TASK TO CARRY OUT> Extract every line of the material below that contains the word "uniform", copying each such line in full.

RECORDS PROVIDED>
►
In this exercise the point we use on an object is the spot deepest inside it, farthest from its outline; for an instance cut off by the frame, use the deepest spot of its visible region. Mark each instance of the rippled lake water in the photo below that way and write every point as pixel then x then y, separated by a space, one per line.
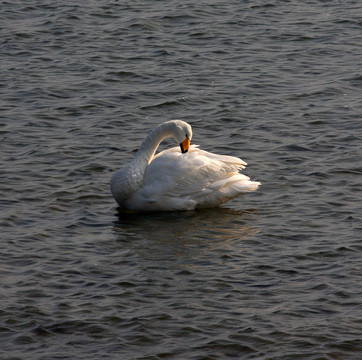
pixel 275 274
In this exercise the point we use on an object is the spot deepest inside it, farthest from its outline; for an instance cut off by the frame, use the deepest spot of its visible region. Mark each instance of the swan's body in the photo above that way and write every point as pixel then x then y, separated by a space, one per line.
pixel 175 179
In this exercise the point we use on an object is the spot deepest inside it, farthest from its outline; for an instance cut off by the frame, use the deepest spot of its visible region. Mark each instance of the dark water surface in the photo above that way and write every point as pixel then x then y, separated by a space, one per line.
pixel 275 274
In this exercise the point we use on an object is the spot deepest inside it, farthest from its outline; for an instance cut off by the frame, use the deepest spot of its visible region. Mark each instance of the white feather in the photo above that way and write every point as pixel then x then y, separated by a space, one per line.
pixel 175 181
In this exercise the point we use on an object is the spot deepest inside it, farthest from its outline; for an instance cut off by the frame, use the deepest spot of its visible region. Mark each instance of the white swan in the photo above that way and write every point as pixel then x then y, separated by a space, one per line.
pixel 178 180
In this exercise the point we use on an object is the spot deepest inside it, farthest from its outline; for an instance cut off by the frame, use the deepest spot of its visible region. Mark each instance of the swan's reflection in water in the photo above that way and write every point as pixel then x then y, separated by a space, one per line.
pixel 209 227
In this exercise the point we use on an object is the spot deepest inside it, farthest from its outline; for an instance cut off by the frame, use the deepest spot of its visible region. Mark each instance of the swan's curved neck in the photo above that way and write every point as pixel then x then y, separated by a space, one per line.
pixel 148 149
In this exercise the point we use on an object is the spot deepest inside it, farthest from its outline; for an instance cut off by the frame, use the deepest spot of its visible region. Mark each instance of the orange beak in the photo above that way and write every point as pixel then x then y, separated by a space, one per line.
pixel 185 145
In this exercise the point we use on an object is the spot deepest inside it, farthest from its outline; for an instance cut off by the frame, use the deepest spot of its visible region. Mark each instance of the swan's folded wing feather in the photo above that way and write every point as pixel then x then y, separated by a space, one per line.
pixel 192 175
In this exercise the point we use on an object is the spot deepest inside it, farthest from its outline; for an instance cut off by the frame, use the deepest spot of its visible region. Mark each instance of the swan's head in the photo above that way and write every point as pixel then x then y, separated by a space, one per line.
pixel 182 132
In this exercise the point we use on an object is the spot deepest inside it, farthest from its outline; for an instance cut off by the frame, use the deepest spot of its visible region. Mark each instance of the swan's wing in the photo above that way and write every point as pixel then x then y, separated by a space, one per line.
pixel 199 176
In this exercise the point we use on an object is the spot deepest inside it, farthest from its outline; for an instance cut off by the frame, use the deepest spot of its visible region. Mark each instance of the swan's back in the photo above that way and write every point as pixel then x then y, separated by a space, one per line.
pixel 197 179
◄
►
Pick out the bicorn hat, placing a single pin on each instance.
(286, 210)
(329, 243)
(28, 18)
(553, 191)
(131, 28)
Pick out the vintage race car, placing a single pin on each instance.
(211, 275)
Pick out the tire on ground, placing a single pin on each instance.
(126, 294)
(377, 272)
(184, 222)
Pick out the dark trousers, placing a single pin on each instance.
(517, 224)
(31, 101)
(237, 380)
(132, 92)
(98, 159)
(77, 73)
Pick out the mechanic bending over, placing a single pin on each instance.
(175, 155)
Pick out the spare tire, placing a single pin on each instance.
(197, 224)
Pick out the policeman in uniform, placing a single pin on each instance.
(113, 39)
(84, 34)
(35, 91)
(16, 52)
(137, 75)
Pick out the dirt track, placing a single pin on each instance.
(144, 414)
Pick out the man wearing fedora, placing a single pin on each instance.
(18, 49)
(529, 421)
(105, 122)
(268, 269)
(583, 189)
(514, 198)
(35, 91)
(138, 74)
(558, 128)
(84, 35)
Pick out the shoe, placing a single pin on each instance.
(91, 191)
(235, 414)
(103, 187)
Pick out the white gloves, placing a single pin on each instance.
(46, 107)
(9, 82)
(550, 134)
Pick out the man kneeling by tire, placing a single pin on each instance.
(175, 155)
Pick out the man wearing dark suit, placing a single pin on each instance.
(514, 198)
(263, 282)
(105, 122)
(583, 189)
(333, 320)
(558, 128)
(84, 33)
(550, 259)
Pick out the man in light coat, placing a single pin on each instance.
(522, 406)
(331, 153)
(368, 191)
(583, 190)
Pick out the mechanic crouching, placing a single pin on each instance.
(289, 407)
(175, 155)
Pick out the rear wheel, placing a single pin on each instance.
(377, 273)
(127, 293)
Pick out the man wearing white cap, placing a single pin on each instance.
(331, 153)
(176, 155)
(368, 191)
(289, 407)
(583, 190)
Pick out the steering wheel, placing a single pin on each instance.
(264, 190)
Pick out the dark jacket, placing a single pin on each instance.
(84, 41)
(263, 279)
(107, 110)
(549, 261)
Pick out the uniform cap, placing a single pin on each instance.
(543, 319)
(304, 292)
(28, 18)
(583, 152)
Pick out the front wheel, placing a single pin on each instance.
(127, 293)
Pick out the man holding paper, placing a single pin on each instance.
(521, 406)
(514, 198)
◄
EXERCISE RESPONSE>
Pick out the policeman in uniform, placing a single pin on each instance.
Pick out the uniform cap, placing a single pin on each instance.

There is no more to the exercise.